What needs to be done:
Could the data below be printed out exactly, with the pictures left out?
───── Material supplied ─────
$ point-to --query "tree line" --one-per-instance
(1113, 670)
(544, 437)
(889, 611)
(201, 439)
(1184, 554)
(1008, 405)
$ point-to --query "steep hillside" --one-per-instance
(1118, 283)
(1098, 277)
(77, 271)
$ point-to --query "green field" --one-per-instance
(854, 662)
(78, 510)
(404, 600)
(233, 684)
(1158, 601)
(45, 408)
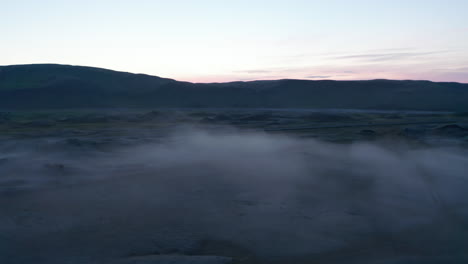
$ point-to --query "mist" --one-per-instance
(247, 195)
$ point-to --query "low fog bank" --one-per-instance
(256, 197)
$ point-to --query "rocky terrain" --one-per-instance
(233, 186)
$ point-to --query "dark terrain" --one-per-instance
(60, 86)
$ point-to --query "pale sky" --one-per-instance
(208, 40)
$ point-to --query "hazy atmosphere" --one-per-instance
(233, 132)
(208, 41)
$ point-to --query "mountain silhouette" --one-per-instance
(53, 86)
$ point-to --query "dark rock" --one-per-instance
(368, 132)
(452, 130)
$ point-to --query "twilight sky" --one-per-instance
(216, 40)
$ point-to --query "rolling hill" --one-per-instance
(53, 86)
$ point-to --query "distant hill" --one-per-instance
(52, 86)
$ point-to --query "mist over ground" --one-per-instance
(226, 195)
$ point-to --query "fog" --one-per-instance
(254, 196)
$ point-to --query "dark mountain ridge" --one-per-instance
(53, 86)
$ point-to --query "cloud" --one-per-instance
(318, 76)
(386, 56)
(268, 194)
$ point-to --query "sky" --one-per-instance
(242, 40)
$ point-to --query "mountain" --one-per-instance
(53, 86)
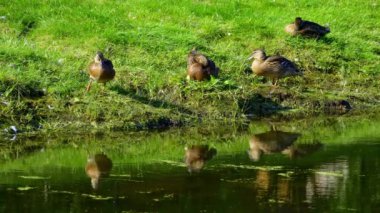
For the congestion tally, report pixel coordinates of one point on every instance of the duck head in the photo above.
(99, 57)
(258, 54)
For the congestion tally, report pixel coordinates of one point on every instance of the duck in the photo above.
(200, 67)
(306, 28)
(197, 155)
(273, 141)
(98, 166)
(100, 70)
(272, 67)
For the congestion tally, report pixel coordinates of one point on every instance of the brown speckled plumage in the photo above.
(100, 70)
(272, 67)
(199, 67)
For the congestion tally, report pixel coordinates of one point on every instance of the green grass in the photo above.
(45, 47)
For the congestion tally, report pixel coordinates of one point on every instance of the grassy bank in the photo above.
(45, 47)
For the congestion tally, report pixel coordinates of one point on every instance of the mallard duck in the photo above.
(199, 67)
(98, 166)
(270, 142)
(273, 67)
(306, 29)
(197, 155)
(100, 70)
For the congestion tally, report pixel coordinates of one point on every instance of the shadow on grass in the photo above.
(130, 92)
(259, 106)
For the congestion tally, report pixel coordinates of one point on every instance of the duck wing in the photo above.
(282, 65)
(201, 59)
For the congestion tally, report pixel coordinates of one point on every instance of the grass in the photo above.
(45, 47)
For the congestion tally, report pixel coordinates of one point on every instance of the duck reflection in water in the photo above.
(269, 142)
(98, 166)
(275, 141)
(197, 155)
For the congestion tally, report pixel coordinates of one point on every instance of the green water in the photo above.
(328, 164)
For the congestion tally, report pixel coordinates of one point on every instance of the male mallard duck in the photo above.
(98, 166)
(197, 155)
(100, 70)
(273, 67)
(306, 29)
(199, 67)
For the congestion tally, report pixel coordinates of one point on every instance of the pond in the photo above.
(322, 164)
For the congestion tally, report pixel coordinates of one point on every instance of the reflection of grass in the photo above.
(168, 147)
(44, 54)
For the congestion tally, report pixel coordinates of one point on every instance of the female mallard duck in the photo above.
(273, 67)
(306, 29)
(100, 70)
(199, 67)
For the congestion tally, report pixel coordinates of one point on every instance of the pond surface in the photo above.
(316, 165)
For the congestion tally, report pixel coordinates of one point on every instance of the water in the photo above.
(321, 165)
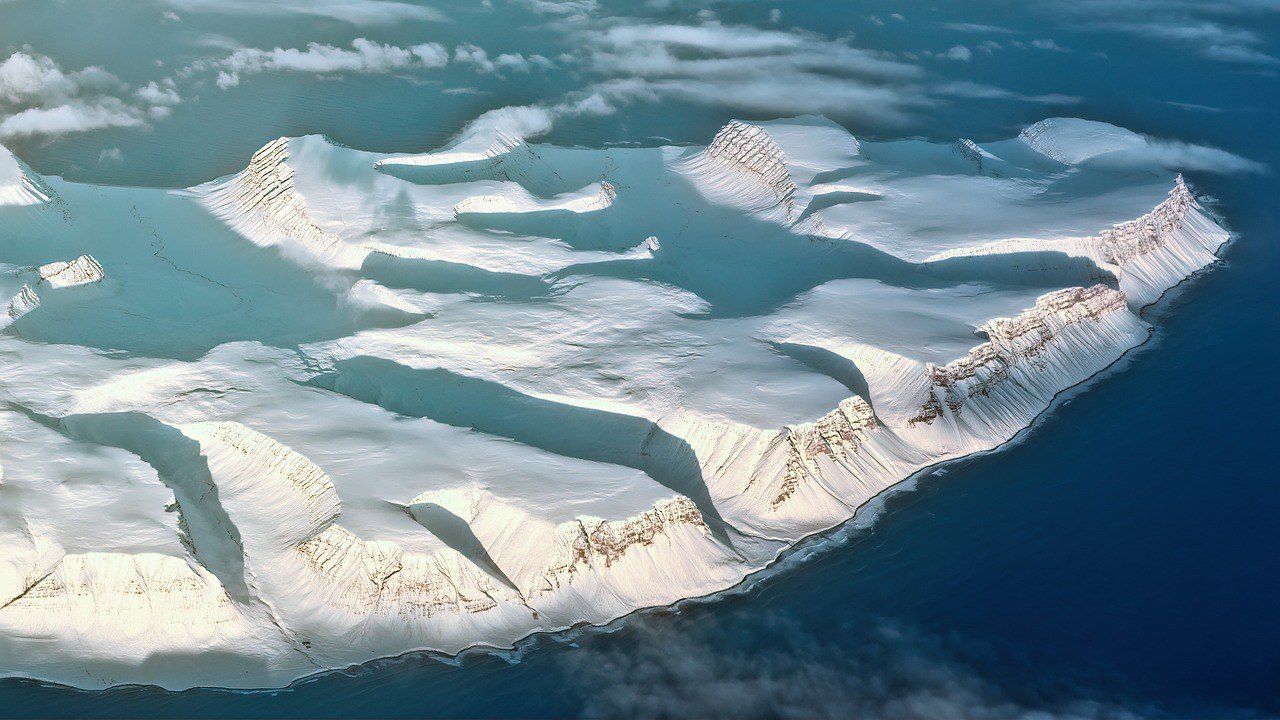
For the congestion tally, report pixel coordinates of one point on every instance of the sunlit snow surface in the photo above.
(342, 405)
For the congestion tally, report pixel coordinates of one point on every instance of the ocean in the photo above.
(1119, 559)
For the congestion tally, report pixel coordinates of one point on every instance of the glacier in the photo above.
(343, 405)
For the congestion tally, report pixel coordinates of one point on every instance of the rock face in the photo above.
(494, 402)
(745, 165)
(18, 183)
(1013, 340)
(81, 270)
(1148, 255)
(19, 305)
(264, 205)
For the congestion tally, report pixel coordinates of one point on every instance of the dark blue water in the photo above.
(1121, 560)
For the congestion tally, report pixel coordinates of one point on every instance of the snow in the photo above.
(342, 405)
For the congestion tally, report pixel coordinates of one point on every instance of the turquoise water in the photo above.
(1121, 560)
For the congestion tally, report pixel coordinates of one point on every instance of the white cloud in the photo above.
(978, 91)
(355, 12)
(1215, 30)
(163, 92)
(71, 118)
(764, 71)
(39, 98)
(364, 57)
(1178, 155)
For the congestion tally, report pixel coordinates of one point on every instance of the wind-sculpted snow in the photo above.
(342, 405)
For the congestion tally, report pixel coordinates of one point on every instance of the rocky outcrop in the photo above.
(1011, 341)
(263, 204)
(745, 167)
(81, 270)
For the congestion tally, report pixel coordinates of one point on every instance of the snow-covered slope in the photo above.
(342, 405)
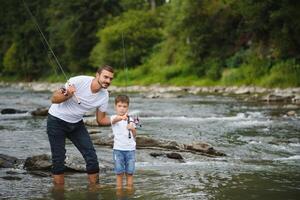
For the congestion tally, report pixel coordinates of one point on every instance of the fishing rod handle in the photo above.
(77, 99)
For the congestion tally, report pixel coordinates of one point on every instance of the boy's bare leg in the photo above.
(129, 181)
(119, 181)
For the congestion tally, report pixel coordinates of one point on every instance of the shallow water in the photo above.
(261, 143)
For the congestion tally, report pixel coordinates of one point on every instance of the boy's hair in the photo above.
(122, 98)
(105, 67)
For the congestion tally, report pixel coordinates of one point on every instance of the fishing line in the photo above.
(48, 45)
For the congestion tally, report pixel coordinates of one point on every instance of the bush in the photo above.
(140, 31)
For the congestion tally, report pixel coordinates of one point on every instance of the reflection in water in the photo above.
(94, 192)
─────
Task answer:
$ point-to --query "tree line" --one-per-instance
(1113, 670)
(544, 437)
(889, 611)
(201, 439)
(1184, 554)
(1008, 405)
$ point-to --query "steep hillside" --one-per-instance
(1118, 283)
(1098, 277)
(77, 271)
$ point-to --query "green field" --one-per-instance
(854, 662)
(78, 510)
(404, 600)
(233, 684)
(1158, 601)
(45, 408)
$ point-to --query "mist" --one-per-instance
(247, 195)
$ point-to --query "low fog bank" --one-per-instance
(256, 197)
$ point-to --query "rocky terrain" --one-per-instance
(233, 186)
$ point-to --query "dark terrain" --one-per-instance
(60, 86)
$ point-to --query "pale sky" --one-per-instance
(208, 40)
$ point-to --query "hazy atmosphere" --one-per-instance
(233, 132)
(208, 41)
$ point-to --query "mountain silhouette" --one-per-instance
(53, 86)
$ point-to --query "dark rock" --one-per-instance
(368, 132)
(452, 130)
$ point-to --query "twilight sky" --one-per-instance
(216, 40)
$ point-to --query "rolling hill" --one-per-instance
(53, 86)
$ point-to --query "distant hill" --one-per-instance
(52, 86)
$ point-to --query "mist over ground" --one-per-instance
(226, 195)
$ point-to --query "fog" --one-per-instance
(254, 196)
$ point-to --query "dark mountain ridge" --one-per-instance
(53, 86)
$ point-to --query "cloud" --one-per-instance
(318, 76)
(386, 56)
(268, 194)
$ point-to --query "sky" --one-per-instance
(242, 40)
$ point-to --query "mountain" --one-per-instance
(53, 86)
For the congestion tally, report pixel coordinates of one point on every instance of the duck head in the photo above.
(99, 57)
(258, 54)
For the congestion tally, report pixel coordinates of one point on every instance of the duck in the photo above.
(200, 67)
(306, 28)
(197, 155)
(273, 141)
(98, 166)
(100, 70)
(272, 67)
For the congestion tally, report pixel coordinates of one point on every instance of the brown speckled plumage in the photo above.
(100, 70)
(272, 67)
(199, 67)
For the congestion tally, report pixel coordinates of one point on every instance of the green grass in the photo above.
(45, 47)
For the congestion tally, report pixel coordinates of one point on every instance of the grassy bank in the photo above.
(45, 47)
For the congestion tally, report pixel coordinates of one point on every instance of the mallard duck in the photo above.
(199, 67)
(98, 166)
(270, 142)
(273, 67)
(306, 29)
(197, 155)
(100, 70)
For the congestion tally, report pixel coordinates of one point on every instance of the shadow on grass in the photo above.
(130, 92)
(259, 106)
For the congestion tally, report pixel coordinates of one point on every instance of the duck wing in the photo above.
(282, 65)
(201, 59)
For the congestion tally, report pixel coordinates of one point on every instance of the grass in the photo above.
(45, 47)
For the congestion tally, report pixel coordinates of one point on every instance of the duck reflection in water in the photo above.
(269, 142)
(98, 166)
(275, 141)
(197, 155)
For the congestion tally, report pixel coordinates of one point on every instance of the green water in the photo above.
(328, 164)
For the congestion tally, report pixel coordinates of one point on every instance of the male mallard duck in the photo above.
(98, 166)
(197, 155)
(100, 70)
(273, 67)
(306, 29)
(199, 67)
For the congestion tally, report pixel coordinates of one point on every instance of the pond in the photo above.
(322, 164)
For the congestion tally, report pixel coordinates of one point on every instance of the reflection of grass in the photo above.
(168, 147)
(44, 54)
For the congestion tally, report pixel coordinates of one point on every instance of the female mallard duck in the photo above.
(273, 67)
(306, 29)
(100, 70)
(199, 67)
For the congestion tally, report pixel coordinates of one point on every instance of the pond surface in the photo above.
(316, 165)
For the congestion tally, report pixel coordinates of one point on every instance of the water in the photo above.
(321, 165)
For the congestion tally, report pixel coordinates of one point on every instance of the sunlit snow surface in the photo above.
(342, 405)
For the congestion tally, report pixel coordinates of one point on every instance of the ocean in the photo above.
(1119, 559)
For the congestion tally, report pixel coordinates of one point on every instance of the glacier in the photo above.
(343, 405)
For the congestion tally, report pixel coordinates of one point on every instance of the rock face in the photo above.
(494, 402)
(745, 165)
(18, 183)
(1013, 340)
(81, 270)
(1148, 255)
(19, 305)
(264, 205)
For the congestion tally, report pixel coordinates of one point on every instance of the dark blue water in the photo above.
(1121, 560)
For the congestion tally, report pixel coordinates of one point on every instance of the snow in the photo above.
(342, 405)
For the congestion tally, report pixel coordinates of one point on every instance of the turquoise water in the photo above.
(1121, 560)
For the congestion tally, report pixel coordinates of one point on every instance of the white cloud in the photo above.
(978, 91)
(355, 12)
(1215, 30)
(163, 92)
(71, 118)
(764, 71)
(39, 98)
(364, 57)
(1178, 155)
For the congestion tally, report pixel coordinates of one point on every instance of the wind-sculpted snow in the photo above.
(342, 405)
For the congestion tally, report pixel coordinates of one point on every instance of the rocky outcrop in the photo above.
(1011, 341)
(263, 204)
(745, 167)
(81, 270)
For the congestion tally, report pixel coordinates of one point on every instance of the snow-covered slope in the photo above.
(342, 405)
For the congestion tally, report pixel coordinates of one point on every instance of the fishing rod handle in the photo above.
(77, 99)
For the congestion tally, report pixel coordinates of one point on every instance of the boy's bare leg in the photo above.
(129, 181)
(119, 181)
For the congestion tally, report pixel coordinates of one point on every instance of the shallow water in the photo above.
(261, 143)
For the congestion tally, report pixel coordinates of one point on every instance of the boy's hair in the photo above.
(122, 98)
(105, 67)
For the congestion tally, report pixel coordinates of one point on every instance of the fishing line in the photo above.
(48, 45)
For the congestion tally, report pixel coordinates of one point on every instance of the bush in the photo above.
(140, 31)
For the congestion tally, report pixel coordinates of one point on every instance of the reflection in water in the photo above.
(94, 192)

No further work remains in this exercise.